▶ **TEXT SECTION**
↓↓↓
Friday, June 18, 2004

If it can happen to Harvard . . .

Alice Dembner reports in today's Business section of The Boston Globe that Harvard University and Beth Israel Deaconess Hospital "will pay $2.4 million to settle allegations that they misused four federal research and training grants, improperly billing the government for salaries and expenses, the US attorney's office said yesterday." Universities and teaching hospitals around the country need to wake up and smell the coffee. Regardless of the source of the federal grant money -- NIH, NSF, you name it -- the era of playing games with the actual use to which funds are put is over:
[T]he agreement specifically leaves open the possibility of further action against Dr. Jeanne Wei, the geriatrician who was the principal investigator for the grants. The agreement also requires the institutions to cooperate with "the government's investigation of individuals" involved with the four grants.

Wei, the former head of Harvard's division on aging and Beth Israel's division of gerontology, resigned from those administrative posts in 1999 and left Harvard Medical School and the hospital in June 2002. She is currently a professor and executive vice chairman of the geriatrics department at the University of Arkansas for Medical Sciences. She did not respond to a request for comment yesterday.

"This settlement should send a message that institutions who accept federal grant money, no matter who they are, must strictly adhere to the terms and conditions of those grants," said US Attorney Michael J. Sullivan in a statement.
↑↑↑
▶ **TASK A**
Repeat the part of the post on the Harvard grant settlement starting with "Wei, the former" and going on through "for comment yesterday.".
▶ **TASK B**
In the post on the Harvard grant settlement, what position does Dr. Jeanne Wei currently hold?
▶ **TASK C**
Continue the post on the Harvard grant settlement after its last sentence.

▶ **ENTRIES SUPPLIED**
↓↓↓
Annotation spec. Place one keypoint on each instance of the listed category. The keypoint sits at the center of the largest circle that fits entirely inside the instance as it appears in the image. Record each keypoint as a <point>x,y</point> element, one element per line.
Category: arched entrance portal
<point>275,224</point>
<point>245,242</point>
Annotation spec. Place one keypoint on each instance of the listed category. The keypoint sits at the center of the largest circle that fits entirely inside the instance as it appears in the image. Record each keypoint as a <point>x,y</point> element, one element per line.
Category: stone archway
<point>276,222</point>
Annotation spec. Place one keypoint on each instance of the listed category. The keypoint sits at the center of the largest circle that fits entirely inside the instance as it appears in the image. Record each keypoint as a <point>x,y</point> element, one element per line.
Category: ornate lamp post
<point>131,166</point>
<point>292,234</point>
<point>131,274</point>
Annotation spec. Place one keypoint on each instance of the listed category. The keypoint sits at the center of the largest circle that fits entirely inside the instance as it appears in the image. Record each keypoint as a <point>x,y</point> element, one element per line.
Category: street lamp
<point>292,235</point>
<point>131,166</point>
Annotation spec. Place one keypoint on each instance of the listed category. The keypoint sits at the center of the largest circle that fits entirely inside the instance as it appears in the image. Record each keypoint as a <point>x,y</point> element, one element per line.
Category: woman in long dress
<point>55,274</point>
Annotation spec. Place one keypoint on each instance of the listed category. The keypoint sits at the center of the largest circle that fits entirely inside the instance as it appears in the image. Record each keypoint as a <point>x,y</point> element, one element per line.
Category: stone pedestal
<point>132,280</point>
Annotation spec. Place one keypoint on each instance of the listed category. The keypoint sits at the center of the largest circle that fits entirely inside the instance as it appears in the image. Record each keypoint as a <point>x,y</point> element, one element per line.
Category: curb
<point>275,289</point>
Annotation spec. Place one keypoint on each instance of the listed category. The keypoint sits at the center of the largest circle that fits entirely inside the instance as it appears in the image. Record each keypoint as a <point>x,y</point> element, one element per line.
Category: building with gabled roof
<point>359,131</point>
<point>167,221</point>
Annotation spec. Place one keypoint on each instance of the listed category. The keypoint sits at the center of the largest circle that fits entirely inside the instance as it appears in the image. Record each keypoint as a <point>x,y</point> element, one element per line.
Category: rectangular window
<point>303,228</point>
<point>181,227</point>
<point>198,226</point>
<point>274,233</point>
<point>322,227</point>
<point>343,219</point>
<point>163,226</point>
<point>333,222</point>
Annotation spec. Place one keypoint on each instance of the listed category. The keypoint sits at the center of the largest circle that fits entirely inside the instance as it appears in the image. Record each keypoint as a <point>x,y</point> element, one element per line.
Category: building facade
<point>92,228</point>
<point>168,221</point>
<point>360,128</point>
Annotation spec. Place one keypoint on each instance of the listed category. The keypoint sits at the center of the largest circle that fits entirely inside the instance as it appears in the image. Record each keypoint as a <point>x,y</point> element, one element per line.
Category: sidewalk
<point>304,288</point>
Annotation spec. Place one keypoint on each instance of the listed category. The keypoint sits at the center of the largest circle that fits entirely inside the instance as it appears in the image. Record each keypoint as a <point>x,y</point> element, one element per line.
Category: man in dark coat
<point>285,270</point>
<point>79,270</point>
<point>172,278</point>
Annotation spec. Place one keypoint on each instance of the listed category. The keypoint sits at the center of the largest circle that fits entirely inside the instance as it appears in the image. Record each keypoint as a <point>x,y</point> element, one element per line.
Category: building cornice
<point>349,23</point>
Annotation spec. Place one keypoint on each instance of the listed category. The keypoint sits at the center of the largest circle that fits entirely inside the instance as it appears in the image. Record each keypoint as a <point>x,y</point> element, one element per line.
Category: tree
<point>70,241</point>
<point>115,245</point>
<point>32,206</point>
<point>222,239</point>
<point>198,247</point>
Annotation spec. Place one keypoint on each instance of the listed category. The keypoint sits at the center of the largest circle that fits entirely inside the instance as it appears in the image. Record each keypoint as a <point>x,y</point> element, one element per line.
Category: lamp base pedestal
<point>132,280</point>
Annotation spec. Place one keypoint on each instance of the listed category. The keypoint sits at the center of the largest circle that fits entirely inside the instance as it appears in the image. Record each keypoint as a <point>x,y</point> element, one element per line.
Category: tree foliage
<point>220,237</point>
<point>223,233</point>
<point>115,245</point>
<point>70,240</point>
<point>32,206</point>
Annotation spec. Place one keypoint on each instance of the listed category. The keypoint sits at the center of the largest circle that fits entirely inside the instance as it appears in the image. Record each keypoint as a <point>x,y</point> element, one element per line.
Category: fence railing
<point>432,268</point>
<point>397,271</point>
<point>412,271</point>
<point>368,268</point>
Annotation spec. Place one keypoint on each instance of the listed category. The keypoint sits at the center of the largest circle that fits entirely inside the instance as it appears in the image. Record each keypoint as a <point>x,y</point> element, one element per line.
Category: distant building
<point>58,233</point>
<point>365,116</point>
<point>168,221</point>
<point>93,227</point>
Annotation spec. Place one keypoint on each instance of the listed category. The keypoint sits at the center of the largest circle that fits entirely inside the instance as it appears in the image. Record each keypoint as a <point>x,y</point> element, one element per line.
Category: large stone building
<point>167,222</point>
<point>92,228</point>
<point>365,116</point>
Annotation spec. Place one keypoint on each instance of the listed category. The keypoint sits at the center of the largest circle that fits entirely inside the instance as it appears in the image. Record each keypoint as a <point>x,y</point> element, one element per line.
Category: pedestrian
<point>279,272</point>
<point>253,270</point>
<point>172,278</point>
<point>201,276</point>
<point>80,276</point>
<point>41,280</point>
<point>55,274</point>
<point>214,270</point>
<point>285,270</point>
↑↑↑
▶ **TASK ANSWER A**
Wei, the former head of Harvard's division on aging and Beth Israel's division of gerontology, resigned from those administrative posts in 1999 and left Harvard Medical School and the hospital in June 2002. She is currently a professor and executive vice chairman of the geriatrics department at the University of Arkansas for Medical Sciences. She did not respond to a request for comment yesterday.

▶ **TASK ANSWER B**
She is a professor and executive vice chairman of the geriatrics department at the University of Arkansas for Medical Sciences.

▶ **TASK ANSWER C**
The press release from the U.S. Attorney's office details the misuse:
  • salaries of physician scientists who did not work on the grant;
  • salaries of physician scientists who did not meet the citizenship requirements of the grant;
  • the salary of a physician scientist who did not meet the 75% effort requirement of the grant; and
  • salary expenses of the Principal Investigator in excess of the budgeted amount;
  • supply and equipment expenses incurred in connection with other projects not related to the grant, and expenses incurred by physician scientists who were not eligible to work on the grant or did not work on the grant; and
  • expenses related to the use of research animals that were used for other projects not related to the grant or were used by physician scientists who were not eligible to work on the grant.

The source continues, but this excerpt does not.